- [SOURCE]:
------------------------------------
Seuls les contextes réaliste et purement mathématique, ainsi que les données complètes et superflues sont pris en considération dans la présente étude, parce qu’ils sont d’utilisation plus fréquente dans la classe de mathématique et plus faciles à manipuler en contexte expérimental que les autres types de contextes et de données. Il s’agit, dans ce contexte, de questionner la fiabilité d’un dispositif d’évaluation de l’habileté à déterminer le résultat d’une chaîne d’opérations dans lequel les tâches à faire résoudre par les élèves sont :

  1. à contexte réaliste ou purement mathématique et

  2. à données complètes ou superflues.

Dans l’optique d’établir si ladite habileté est tributaire ou non des tâches choisies pour l’apprécier, une sous-question s’ajoute à celle sur la fiabilité de la mesure : y a-t-il chez les élèves une différence de rendement entre les problèmes :

  1. à contexte réaliste et purement mathématique et

  2. à données complètes et superflues ?

Si l’examen de la fiabilité d’un tel dispositif d’évaluation apparaît inédit, des études déjà anciennes ont montré la plus grande difficulté :

  1. des contextes purement mathématiques par rapport aux contextes réalistes (Caldwell & Goldin, 1979) et

  2. des données superflues par rapport aux données complètes (Li, 1990).

Méthode

Avant d’en arriver à l’étude principale proprement dite, une démarche en quatre étapes (appelée ci-après « préexpérimentation ») a conduit à la production de tâches pour apprécier chez des élèves de première secondaire (12-13 ans) l’habileté à déterminer le résultat d’une chaîne d’opérations. Des problèmes « à contexte réaliste et à données complètes » ont d’abord été construits (étape 1), puis administrés à des élèves (étape 2). Parmi ces problèmes, certains ont été retenus sur la base d’un indice de difficulté calculé d’après le modèle de Rasch pour données dichotomiques (étape 3) pour ensuite être convertis en problèmes « à contexte purement mathématique » et « à données superflues » (étape 4). Ces étapes, et leur raison d’être, sont détaillées ci-après.
------------------------------------
- [LIGNES]:
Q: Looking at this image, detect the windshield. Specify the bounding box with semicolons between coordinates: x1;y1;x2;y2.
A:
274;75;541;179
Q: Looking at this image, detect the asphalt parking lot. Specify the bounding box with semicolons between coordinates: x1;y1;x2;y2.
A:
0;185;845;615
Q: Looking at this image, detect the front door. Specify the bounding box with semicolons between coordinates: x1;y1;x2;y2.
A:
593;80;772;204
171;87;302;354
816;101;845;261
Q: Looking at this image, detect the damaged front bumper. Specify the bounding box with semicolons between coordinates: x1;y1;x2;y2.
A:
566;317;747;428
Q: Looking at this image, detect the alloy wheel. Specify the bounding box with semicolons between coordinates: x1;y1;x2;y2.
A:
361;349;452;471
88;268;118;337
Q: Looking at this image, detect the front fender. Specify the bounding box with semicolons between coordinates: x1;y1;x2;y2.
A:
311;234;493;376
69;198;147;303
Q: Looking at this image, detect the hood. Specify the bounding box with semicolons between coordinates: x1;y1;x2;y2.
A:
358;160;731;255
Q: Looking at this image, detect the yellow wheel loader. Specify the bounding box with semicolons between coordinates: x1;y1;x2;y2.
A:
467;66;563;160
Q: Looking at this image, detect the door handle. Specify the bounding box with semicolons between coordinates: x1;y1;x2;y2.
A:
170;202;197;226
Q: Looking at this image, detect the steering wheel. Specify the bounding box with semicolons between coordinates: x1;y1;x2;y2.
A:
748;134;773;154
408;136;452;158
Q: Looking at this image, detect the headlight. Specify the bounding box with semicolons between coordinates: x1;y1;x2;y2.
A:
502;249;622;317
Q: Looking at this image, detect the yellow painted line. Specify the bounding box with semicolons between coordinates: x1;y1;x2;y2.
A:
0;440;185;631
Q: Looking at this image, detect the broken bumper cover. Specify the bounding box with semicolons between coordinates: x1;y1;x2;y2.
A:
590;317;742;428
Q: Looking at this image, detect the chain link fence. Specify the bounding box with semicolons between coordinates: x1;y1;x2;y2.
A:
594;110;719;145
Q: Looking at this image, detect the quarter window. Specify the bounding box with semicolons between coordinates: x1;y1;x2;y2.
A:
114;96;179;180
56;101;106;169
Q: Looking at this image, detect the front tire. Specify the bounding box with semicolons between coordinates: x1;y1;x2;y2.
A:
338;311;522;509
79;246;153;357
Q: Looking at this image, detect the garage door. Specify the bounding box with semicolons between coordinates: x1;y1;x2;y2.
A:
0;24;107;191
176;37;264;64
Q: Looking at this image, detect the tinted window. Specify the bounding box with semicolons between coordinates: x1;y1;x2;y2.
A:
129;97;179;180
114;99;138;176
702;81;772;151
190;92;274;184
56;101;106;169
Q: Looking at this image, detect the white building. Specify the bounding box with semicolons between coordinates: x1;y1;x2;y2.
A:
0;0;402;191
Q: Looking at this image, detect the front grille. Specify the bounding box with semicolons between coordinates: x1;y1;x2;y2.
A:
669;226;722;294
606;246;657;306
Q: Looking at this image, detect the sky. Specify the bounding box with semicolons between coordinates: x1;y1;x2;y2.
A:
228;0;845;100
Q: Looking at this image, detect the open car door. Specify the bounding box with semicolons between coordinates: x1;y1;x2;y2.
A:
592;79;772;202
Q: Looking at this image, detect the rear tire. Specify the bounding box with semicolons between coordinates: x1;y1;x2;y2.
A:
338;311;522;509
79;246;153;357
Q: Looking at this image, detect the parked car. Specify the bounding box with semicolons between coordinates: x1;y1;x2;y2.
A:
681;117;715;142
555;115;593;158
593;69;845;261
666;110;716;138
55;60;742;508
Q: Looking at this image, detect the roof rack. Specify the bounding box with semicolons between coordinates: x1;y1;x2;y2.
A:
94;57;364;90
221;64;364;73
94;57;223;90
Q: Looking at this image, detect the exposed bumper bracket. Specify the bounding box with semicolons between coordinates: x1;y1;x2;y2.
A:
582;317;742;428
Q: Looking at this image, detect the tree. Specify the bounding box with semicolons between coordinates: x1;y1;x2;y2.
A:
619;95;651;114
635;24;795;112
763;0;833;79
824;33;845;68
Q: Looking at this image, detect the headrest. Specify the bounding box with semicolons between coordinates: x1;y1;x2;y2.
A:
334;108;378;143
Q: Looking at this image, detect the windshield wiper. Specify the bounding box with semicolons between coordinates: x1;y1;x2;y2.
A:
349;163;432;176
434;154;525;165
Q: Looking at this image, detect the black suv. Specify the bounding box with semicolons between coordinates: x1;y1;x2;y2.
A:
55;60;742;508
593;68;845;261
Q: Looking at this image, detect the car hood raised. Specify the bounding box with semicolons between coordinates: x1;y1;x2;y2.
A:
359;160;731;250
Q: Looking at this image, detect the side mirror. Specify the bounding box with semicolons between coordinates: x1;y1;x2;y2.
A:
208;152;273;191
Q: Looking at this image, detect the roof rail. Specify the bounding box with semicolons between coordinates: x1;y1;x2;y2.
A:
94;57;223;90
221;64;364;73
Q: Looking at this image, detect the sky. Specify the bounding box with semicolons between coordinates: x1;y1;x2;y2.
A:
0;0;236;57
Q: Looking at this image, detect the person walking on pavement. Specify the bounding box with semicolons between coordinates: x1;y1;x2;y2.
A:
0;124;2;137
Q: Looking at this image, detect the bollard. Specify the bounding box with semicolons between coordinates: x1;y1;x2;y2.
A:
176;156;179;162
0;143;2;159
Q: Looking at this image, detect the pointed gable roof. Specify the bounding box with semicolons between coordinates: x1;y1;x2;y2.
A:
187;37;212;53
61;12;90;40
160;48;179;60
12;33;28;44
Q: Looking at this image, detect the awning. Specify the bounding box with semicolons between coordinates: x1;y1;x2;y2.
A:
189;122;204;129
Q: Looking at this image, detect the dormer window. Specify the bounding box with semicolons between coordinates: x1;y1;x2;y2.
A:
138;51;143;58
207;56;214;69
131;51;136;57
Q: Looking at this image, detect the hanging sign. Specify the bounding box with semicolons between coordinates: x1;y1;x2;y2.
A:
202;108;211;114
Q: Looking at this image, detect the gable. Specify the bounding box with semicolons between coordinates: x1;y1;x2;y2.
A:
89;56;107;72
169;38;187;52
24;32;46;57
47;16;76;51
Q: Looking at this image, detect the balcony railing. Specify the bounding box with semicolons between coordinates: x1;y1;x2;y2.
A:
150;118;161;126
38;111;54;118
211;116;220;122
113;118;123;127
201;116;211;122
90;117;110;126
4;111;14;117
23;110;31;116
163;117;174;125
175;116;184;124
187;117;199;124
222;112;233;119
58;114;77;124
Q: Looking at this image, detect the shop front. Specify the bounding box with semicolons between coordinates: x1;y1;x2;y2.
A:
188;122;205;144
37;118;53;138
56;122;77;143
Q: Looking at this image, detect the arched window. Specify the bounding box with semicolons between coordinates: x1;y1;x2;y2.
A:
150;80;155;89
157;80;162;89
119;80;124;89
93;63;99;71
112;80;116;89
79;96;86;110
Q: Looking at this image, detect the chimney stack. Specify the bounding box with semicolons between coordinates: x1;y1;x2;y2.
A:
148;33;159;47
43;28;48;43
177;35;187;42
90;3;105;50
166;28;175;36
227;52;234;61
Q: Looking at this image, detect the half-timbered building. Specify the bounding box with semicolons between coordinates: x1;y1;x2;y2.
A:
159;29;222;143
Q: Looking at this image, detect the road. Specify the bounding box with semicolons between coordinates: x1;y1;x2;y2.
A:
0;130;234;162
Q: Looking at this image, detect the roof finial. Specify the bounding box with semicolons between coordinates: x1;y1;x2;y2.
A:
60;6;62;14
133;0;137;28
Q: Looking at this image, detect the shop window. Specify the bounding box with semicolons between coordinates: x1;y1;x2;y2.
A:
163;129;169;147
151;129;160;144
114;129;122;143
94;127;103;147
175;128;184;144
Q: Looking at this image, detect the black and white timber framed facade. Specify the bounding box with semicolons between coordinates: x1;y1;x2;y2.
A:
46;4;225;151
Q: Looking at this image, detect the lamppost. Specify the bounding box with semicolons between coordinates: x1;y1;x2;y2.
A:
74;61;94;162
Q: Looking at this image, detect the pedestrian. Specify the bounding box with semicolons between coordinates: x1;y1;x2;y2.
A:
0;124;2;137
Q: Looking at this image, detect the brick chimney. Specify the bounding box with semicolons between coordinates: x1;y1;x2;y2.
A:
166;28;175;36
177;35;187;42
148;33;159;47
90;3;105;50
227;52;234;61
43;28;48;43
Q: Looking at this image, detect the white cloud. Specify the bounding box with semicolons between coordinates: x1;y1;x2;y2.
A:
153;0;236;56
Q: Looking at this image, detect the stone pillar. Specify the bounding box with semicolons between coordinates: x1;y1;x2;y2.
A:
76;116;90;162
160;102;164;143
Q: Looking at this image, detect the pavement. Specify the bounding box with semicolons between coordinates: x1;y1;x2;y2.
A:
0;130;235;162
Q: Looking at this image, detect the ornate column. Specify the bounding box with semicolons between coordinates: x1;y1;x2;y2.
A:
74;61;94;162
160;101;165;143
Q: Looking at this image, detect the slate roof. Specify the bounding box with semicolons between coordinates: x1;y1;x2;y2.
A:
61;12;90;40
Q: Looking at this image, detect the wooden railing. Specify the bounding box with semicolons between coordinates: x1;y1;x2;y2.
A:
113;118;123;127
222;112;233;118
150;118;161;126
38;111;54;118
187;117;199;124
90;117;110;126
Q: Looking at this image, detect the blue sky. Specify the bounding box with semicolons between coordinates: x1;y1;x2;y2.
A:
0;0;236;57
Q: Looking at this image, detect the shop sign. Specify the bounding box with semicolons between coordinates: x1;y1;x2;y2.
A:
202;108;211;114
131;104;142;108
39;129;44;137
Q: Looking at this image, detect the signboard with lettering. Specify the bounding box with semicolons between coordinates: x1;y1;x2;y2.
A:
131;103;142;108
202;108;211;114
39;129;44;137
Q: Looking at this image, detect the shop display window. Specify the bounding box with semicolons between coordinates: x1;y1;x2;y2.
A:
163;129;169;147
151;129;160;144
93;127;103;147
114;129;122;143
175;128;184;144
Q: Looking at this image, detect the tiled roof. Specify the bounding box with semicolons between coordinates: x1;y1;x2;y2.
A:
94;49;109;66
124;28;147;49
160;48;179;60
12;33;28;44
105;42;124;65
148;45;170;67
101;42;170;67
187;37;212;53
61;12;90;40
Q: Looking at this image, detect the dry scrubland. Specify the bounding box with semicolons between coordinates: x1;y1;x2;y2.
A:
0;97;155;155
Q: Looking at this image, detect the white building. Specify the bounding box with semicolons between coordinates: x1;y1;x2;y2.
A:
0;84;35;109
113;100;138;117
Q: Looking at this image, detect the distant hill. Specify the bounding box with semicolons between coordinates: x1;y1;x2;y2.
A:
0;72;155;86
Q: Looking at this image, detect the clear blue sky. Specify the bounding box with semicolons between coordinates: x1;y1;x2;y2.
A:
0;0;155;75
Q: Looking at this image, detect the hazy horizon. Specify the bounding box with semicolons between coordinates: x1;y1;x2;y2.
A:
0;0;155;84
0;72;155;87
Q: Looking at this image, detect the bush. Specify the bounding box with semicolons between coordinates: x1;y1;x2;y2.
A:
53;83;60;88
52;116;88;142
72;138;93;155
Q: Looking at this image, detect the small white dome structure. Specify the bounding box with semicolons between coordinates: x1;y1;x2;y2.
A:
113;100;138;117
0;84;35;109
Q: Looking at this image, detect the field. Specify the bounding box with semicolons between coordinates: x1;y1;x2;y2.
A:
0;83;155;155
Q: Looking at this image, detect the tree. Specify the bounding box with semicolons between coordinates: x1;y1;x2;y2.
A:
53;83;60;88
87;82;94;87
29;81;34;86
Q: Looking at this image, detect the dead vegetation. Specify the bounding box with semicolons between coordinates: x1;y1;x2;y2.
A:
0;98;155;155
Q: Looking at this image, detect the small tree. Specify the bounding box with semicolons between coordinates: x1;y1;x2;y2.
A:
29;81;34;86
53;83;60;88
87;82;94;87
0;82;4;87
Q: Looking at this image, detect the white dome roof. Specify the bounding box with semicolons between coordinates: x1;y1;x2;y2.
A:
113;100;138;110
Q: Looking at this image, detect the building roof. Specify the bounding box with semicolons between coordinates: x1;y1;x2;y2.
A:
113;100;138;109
------------------------------------
Veuillez reproduire le passage de la source qui commence par « Dans l’optique d’établir » et se poursuit jusqu'à « complètes et superflues ? », s'il vous plaît, en substituant « performance » à « rendement ».

- [SOLUTION PROPOSÉE]:
Dans l’optique d’établir si ladite habileté est tributaire ou non des tâches choisies pour l’apprécier, une sous-question s’ajoute à celle sur la fiabilité de la mesure : y a-t-il chez les élèves une différence de performance entre les problèmes :

  1. à contexte réaliste et purement mathématique et

  2. à données complètes et superflues ?